Referring expression data:

________________________

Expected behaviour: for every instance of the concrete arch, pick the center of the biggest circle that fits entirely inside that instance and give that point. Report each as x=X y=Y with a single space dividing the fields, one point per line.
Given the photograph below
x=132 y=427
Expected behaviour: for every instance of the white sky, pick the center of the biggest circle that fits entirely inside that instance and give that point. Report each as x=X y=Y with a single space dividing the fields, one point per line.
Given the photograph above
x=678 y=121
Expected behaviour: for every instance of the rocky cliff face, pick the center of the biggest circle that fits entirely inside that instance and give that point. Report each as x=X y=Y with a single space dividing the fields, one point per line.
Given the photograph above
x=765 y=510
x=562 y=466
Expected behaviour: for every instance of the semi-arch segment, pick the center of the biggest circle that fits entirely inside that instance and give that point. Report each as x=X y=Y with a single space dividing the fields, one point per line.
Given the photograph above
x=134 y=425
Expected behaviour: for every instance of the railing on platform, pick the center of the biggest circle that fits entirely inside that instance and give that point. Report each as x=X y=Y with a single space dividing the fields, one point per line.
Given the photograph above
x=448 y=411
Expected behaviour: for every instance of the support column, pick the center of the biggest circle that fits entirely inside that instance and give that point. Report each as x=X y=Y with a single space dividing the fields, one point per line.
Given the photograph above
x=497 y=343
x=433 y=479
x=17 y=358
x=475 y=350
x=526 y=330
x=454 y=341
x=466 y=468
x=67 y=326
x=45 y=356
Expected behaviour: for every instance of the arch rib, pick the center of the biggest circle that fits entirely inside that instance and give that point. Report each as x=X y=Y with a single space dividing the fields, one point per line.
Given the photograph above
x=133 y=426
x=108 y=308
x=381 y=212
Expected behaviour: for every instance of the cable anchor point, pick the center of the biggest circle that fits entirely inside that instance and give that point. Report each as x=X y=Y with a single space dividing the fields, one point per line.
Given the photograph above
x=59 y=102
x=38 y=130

________________________

* _EXERCISE BRIEF_
Return every line of the preceding records in which the word "arch" appears.

* _ANSWER BELOW_
Expected behaviour: for every instance of the concrete arch, pick the center of the biggest circle that fits entirely inside that instance and give that point. Report each as x=X y=Y with a single space dividing the fields, one point per line.
Expected behaviour: for every instance of the semi-arch segment, pick the center of the biggest circle that fits entirely inside that instance and give that point. Report each as x=X y=Y with a single space dividing the fields, one point per line.
Expected behaviour: for every instance of the arch rib, pick the center of the biggest circle that fits entirely inside that instance and give that point. Report each as x=X y=Y with a single space dividing the fields, one point per line.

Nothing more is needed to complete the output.